>>

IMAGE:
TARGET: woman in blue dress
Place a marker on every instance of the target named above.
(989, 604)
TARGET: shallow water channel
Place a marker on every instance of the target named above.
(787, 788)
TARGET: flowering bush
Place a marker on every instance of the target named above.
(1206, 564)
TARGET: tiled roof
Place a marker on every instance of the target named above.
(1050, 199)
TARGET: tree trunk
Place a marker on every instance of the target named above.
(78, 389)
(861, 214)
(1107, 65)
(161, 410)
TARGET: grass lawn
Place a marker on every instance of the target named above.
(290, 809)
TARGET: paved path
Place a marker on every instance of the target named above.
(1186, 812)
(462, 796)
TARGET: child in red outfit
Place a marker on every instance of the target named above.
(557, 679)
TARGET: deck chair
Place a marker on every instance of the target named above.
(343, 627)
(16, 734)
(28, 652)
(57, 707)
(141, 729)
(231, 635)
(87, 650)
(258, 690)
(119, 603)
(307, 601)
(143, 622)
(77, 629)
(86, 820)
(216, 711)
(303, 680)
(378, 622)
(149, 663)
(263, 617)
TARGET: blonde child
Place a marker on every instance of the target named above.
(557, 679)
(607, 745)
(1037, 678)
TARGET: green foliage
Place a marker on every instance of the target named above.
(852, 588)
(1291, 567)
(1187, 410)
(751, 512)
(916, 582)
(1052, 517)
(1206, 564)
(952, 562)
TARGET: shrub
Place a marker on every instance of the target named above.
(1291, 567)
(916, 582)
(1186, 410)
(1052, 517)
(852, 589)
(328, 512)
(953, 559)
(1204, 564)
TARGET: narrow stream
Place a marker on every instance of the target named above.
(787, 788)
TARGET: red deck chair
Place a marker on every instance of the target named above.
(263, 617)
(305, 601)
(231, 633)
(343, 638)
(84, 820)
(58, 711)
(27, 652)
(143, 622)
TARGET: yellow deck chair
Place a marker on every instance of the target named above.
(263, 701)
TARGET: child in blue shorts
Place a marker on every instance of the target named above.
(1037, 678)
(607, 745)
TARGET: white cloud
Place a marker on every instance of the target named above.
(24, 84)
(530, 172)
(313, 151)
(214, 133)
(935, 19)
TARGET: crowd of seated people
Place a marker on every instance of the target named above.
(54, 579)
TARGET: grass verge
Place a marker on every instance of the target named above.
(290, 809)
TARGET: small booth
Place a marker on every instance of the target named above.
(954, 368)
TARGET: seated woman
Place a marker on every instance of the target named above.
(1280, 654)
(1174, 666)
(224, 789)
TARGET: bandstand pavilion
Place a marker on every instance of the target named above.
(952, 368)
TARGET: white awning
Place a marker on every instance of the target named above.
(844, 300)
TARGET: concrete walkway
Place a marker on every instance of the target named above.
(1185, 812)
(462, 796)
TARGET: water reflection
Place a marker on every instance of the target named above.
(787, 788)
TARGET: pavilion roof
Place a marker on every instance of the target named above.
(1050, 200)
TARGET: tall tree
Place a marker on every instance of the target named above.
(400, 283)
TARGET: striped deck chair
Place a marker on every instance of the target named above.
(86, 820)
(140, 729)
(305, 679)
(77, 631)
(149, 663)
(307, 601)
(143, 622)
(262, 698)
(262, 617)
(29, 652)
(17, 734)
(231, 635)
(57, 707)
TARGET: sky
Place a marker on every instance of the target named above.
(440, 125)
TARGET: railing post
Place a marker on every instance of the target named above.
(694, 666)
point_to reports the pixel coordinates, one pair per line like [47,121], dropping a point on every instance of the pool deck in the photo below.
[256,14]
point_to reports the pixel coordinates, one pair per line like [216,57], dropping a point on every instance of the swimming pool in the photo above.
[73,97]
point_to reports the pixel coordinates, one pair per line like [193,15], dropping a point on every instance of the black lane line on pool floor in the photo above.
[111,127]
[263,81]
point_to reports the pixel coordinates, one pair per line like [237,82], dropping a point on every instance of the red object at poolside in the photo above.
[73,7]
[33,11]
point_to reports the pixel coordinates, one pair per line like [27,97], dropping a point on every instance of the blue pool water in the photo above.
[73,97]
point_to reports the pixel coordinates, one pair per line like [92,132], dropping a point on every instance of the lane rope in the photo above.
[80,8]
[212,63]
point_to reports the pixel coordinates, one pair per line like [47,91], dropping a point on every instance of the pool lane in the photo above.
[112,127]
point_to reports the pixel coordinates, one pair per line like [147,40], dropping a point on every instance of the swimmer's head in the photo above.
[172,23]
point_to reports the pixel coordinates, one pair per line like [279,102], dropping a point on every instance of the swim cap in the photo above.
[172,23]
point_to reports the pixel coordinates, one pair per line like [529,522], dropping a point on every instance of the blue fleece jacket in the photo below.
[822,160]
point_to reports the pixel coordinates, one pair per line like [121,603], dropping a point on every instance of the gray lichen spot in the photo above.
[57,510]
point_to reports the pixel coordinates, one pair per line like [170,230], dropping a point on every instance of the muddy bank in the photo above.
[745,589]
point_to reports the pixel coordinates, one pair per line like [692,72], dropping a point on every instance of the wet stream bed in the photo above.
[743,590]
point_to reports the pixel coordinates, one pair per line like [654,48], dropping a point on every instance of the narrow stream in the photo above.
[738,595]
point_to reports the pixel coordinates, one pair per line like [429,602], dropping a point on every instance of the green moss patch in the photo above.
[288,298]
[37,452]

<<

◆ The task: Every line above in which the word "roof" is present must be copied into the answer.

◆ Completed task:
TARGET: tiled roof
TARGET: pavilion roof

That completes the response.